** Records provided follows **

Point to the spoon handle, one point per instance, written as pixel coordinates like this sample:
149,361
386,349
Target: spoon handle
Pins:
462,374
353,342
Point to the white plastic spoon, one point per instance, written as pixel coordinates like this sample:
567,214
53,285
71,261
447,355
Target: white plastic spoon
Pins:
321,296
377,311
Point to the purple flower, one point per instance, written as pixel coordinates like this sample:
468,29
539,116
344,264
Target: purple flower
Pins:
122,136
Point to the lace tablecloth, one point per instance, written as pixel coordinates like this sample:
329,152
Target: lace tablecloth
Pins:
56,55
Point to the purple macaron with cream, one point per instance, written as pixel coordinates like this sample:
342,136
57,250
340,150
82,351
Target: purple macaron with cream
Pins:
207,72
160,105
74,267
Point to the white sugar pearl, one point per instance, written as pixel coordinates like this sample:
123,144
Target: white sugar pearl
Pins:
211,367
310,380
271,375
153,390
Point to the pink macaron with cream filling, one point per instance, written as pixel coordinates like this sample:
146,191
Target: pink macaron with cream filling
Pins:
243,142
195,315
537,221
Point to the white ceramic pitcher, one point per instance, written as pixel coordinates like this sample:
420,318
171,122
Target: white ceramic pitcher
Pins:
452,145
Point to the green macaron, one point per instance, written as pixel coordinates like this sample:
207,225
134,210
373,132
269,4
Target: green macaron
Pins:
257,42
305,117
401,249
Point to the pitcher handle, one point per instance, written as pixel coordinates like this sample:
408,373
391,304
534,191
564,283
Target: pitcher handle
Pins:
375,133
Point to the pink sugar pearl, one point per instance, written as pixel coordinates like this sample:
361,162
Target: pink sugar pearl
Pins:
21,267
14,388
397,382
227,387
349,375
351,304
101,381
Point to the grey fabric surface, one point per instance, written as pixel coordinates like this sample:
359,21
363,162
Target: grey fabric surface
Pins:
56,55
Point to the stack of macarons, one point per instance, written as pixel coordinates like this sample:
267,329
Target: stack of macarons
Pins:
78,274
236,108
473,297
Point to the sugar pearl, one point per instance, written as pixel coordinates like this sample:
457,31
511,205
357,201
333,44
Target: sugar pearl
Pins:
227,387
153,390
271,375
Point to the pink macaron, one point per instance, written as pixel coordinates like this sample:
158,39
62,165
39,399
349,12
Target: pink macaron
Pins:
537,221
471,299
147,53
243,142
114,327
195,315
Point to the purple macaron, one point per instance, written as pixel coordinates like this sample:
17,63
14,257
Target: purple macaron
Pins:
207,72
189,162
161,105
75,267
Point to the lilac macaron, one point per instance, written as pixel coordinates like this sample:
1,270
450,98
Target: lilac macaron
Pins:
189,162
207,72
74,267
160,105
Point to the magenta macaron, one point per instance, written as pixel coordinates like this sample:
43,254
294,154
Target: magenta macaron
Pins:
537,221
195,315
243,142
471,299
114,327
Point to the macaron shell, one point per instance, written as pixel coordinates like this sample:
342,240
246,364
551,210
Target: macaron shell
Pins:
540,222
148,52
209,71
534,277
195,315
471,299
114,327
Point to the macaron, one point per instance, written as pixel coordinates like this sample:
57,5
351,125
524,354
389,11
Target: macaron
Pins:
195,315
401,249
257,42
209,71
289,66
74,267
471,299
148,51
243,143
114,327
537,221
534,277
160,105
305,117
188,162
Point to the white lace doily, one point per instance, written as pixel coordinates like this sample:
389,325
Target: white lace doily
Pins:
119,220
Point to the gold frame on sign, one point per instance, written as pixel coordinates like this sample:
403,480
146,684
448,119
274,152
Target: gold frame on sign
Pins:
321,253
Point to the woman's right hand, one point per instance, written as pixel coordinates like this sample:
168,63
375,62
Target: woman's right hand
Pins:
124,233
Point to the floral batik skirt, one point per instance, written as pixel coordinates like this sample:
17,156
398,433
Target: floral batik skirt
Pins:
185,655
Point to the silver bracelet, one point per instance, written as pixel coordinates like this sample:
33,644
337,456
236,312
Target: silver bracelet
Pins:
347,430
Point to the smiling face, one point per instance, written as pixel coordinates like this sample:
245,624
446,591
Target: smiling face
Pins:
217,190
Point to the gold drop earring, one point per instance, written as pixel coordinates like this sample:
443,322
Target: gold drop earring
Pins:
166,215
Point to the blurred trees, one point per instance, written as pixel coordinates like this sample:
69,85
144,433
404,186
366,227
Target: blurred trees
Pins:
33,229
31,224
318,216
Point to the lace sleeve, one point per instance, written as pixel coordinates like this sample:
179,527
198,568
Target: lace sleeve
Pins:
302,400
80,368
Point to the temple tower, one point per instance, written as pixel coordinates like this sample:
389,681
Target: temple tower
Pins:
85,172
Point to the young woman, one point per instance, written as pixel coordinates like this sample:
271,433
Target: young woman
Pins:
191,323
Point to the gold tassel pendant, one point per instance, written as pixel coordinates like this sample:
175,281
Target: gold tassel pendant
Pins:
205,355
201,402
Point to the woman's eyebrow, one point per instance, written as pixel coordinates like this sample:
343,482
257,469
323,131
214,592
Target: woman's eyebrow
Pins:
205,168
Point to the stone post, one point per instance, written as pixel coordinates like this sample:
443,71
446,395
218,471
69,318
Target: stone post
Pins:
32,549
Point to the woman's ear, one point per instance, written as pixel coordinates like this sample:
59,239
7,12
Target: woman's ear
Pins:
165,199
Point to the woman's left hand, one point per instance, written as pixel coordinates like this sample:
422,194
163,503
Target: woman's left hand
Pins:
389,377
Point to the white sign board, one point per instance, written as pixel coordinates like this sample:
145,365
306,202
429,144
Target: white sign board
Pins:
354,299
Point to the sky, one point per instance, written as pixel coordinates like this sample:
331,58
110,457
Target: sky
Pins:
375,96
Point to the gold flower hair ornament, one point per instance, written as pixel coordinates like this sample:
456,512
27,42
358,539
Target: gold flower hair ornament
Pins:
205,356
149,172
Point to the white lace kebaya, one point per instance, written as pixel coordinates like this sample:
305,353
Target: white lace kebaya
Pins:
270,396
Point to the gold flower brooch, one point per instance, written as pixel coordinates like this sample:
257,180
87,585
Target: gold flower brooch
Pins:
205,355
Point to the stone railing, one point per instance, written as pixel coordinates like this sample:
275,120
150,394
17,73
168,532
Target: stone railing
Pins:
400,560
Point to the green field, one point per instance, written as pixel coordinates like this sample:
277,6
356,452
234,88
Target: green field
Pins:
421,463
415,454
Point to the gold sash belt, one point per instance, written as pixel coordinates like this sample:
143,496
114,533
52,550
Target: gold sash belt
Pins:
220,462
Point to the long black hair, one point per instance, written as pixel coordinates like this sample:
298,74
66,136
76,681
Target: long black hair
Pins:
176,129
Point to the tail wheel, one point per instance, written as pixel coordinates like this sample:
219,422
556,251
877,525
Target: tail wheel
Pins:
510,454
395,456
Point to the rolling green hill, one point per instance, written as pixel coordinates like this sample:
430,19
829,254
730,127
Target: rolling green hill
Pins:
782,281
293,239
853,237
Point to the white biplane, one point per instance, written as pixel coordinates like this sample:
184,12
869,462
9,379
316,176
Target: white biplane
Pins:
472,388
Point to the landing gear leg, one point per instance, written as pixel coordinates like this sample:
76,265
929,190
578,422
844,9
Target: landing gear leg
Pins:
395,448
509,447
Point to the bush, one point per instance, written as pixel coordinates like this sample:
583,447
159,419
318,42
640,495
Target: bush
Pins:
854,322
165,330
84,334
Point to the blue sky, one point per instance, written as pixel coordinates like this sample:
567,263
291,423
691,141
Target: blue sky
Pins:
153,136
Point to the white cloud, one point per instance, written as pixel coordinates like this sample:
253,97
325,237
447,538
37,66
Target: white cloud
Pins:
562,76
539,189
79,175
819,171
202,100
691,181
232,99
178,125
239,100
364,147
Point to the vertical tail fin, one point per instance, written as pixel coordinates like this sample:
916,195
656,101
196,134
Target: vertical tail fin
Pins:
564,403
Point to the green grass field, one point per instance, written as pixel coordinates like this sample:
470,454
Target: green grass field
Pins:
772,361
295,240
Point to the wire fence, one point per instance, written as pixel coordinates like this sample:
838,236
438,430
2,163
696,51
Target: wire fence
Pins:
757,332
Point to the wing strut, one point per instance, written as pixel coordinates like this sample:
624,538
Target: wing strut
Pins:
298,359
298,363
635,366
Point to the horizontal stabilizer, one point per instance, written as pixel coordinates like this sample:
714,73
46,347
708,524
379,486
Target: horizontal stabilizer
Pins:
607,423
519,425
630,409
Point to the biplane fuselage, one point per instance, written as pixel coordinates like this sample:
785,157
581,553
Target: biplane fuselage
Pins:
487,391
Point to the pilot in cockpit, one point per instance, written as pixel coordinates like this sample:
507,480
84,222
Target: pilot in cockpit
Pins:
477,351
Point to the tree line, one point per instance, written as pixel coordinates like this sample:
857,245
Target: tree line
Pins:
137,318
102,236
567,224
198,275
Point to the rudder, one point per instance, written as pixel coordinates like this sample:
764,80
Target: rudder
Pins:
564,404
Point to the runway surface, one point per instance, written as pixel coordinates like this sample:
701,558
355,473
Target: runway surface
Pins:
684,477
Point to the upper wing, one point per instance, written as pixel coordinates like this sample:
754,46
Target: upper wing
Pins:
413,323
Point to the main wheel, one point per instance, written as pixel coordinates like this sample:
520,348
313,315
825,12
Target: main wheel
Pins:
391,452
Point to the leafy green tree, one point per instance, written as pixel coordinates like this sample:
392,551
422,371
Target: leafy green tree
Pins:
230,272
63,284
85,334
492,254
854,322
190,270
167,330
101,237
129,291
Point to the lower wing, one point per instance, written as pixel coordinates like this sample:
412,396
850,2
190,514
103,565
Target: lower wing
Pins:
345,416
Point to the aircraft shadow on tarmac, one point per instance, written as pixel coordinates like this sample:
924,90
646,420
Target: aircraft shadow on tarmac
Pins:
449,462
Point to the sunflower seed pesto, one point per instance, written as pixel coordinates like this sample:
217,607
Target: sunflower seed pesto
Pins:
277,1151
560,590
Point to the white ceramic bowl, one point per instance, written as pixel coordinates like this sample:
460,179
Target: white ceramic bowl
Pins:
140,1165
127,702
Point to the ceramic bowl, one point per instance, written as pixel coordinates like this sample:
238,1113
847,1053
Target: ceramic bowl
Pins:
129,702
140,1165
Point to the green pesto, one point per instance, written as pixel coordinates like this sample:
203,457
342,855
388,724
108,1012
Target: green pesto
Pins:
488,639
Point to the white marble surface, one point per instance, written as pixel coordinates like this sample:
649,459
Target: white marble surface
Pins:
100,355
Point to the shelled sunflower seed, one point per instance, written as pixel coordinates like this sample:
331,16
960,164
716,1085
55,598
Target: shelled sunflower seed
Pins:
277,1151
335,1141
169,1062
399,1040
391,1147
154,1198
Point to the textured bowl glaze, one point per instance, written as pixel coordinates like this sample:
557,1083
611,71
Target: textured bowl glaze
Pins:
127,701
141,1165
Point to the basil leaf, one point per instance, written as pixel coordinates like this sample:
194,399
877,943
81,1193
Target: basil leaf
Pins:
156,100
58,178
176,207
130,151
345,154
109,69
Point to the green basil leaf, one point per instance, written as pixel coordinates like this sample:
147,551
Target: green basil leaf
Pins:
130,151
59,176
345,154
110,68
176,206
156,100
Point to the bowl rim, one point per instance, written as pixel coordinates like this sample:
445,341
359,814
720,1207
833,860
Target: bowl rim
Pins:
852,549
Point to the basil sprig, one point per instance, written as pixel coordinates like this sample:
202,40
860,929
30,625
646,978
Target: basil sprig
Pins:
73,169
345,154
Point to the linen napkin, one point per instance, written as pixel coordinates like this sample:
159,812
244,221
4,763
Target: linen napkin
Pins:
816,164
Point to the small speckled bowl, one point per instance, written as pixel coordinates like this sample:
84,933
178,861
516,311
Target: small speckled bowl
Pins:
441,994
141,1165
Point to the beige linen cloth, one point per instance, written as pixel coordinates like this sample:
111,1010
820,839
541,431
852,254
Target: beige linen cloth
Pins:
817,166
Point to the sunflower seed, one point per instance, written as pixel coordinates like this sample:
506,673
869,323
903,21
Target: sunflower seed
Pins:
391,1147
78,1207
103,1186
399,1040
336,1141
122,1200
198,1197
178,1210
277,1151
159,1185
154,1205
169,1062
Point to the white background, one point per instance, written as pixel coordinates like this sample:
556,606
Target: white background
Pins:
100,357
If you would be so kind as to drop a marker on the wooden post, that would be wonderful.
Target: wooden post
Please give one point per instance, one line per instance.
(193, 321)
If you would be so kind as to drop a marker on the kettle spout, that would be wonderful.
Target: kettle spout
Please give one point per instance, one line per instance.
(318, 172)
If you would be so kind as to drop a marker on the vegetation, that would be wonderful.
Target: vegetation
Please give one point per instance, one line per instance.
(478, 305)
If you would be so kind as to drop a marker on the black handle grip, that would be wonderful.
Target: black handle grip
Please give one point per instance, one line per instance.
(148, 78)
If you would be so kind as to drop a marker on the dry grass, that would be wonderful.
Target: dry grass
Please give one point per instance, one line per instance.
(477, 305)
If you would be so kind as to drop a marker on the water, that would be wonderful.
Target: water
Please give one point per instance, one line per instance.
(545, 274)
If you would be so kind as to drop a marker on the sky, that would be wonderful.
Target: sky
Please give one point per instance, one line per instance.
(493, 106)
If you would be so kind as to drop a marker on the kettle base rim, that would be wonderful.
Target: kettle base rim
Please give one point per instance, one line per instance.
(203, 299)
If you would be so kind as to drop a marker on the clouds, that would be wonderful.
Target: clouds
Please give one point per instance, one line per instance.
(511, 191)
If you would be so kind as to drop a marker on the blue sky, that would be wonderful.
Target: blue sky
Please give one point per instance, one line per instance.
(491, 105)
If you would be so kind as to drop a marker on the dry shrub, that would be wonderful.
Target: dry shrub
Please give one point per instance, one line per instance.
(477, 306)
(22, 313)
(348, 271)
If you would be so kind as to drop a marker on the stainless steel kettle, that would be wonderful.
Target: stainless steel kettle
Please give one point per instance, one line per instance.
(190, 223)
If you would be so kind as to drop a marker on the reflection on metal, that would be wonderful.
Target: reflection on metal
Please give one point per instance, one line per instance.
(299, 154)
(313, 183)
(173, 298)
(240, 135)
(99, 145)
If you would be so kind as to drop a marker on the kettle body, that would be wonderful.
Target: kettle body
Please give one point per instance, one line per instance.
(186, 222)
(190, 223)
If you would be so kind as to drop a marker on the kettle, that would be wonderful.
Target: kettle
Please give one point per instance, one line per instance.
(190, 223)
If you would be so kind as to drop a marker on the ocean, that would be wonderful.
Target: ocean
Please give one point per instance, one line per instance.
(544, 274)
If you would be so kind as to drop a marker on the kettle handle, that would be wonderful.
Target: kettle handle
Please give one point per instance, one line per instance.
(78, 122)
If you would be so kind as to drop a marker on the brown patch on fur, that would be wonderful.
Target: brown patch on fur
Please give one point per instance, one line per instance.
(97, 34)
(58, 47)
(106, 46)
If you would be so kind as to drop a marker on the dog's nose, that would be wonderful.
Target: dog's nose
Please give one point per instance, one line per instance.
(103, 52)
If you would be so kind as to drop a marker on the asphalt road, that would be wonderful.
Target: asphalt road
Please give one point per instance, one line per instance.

** End of Records provided **

* **What needs to be done**
Collect the lines of the data that carry the word "rudder".

* **Finished exercise**
Point to the rudder, one point per instance, written as pixel coordinates like this sample:
Target: rudder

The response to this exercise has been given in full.